---------- Records shown
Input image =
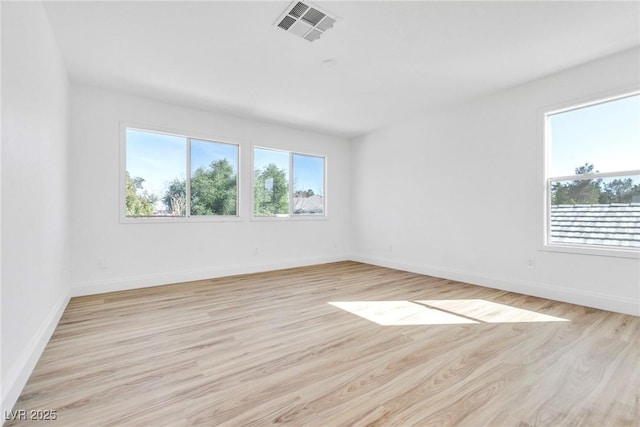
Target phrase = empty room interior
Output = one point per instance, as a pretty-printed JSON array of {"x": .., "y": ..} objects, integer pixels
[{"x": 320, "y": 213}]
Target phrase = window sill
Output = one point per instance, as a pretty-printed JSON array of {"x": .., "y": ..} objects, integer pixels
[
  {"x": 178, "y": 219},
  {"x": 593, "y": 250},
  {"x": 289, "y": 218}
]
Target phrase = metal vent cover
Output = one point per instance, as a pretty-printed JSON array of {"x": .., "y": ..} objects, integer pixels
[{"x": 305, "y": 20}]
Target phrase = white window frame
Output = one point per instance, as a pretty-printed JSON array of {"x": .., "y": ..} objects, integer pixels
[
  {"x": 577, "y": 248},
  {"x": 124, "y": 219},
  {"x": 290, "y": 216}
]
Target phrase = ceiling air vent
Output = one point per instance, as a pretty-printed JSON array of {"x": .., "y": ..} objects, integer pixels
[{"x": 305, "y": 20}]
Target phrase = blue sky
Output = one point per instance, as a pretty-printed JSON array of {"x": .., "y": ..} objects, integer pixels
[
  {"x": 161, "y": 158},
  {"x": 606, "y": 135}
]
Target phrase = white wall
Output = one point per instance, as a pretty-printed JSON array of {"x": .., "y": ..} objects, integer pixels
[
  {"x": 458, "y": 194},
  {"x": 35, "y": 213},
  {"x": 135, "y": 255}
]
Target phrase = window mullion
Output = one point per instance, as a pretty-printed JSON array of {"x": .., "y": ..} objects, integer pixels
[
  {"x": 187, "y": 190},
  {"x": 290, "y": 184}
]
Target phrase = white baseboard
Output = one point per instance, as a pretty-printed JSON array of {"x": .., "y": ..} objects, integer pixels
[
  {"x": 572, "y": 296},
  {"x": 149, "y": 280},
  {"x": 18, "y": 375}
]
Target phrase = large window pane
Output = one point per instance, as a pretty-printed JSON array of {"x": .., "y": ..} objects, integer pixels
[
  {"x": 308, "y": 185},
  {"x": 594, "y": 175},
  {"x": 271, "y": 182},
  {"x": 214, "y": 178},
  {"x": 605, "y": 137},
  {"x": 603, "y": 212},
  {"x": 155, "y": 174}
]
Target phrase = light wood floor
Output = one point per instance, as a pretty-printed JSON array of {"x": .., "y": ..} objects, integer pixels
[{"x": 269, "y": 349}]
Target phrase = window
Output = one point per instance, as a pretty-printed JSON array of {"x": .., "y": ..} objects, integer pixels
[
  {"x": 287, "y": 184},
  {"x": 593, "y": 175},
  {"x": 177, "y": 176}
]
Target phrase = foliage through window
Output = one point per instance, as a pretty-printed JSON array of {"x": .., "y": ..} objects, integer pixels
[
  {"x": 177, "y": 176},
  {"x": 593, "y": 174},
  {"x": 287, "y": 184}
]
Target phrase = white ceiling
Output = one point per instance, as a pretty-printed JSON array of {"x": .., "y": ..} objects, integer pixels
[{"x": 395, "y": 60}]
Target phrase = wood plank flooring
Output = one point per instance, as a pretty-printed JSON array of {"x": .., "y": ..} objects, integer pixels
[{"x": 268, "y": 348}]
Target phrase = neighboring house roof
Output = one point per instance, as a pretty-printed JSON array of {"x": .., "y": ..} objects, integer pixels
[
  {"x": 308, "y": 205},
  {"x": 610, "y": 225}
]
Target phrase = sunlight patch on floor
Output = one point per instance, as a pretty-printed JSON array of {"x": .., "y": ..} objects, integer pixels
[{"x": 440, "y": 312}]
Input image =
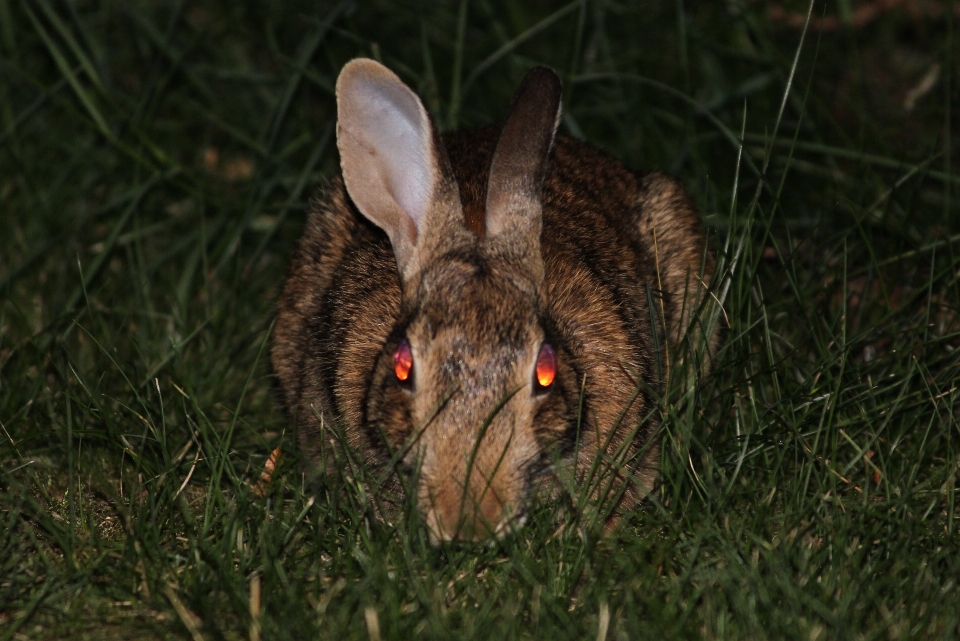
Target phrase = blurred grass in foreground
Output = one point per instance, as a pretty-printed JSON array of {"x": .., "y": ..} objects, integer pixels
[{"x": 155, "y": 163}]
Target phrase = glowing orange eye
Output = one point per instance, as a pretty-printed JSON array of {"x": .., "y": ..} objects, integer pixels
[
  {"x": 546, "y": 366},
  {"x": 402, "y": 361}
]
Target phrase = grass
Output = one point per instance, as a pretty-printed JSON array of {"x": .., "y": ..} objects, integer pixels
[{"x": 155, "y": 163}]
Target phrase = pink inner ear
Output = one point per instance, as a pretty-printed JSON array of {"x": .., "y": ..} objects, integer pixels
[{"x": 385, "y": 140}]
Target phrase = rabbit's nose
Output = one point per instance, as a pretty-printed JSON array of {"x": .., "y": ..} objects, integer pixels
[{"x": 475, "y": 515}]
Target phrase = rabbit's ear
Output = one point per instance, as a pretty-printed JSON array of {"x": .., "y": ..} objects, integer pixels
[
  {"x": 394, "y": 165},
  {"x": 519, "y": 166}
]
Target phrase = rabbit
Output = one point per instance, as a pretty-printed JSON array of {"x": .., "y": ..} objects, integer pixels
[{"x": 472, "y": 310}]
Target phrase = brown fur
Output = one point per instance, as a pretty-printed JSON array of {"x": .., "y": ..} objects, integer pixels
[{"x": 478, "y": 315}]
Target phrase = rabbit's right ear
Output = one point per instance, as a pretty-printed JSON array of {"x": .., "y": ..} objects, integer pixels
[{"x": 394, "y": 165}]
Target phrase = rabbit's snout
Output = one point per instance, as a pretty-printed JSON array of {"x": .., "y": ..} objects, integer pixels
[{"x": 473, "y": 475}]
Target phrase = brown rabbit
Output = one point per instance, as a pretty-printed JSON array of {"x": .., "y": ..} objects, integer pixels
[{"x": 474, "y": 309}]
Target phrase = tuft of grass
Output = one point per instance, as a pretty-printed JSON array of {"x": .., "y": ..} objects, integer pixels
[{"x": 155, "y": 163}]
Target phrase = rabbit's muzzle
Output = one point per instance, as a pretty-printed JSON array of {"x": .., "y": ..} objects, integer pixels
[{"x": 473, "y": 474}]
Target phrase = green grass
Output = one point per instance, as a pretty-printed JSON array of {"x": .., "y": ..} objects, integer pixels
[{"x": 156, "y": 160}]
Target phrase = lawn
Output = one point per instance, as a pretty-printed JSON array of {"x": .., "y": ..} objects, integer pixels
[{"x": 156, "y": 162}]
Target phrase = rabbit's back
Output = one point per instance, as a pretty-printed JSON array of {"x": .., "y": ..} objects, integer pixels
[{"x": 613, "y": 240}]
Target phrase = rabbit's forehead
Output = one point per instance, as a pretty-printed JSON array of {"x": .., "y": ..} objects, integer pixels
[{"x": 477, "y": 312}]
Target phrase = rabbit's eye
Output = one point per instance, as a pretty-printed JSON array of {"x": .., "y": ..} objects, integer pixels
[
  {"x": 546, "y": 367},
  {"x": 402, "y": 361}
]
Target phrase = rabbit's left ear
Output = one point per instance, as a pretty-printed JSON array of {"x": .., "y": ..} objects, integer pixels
--------------------
Every line from the start of the material through the line holding "Target phrase = white window frame" must be returned exactly, and the pictures must not.

• [Solution to the problem]:
Input image =
Target phrase = empty room interior
Output = one point per instance, as a pretty-printed JSON array of {"x": .., "y": ..} objects, integer pixels
[{"x": 320, "y": 213}]
Target phrase = window sill
Output = one point per instance, as a pretty-printed JSON array of {"x": .., "y": ..} objects, integer pixels
[
  {"x": 178, "y": 219},
  {"x": 593, "y": 250},
  {"x": 289, "y": 218}
]
Target phrase = metal vent cover
Output = one point per instance, as a pretty-printed JSON array of {"x": .., "y": ..} objects, integer pixels
[{"x": 305, "y": 20}]
Target phrase = white window frame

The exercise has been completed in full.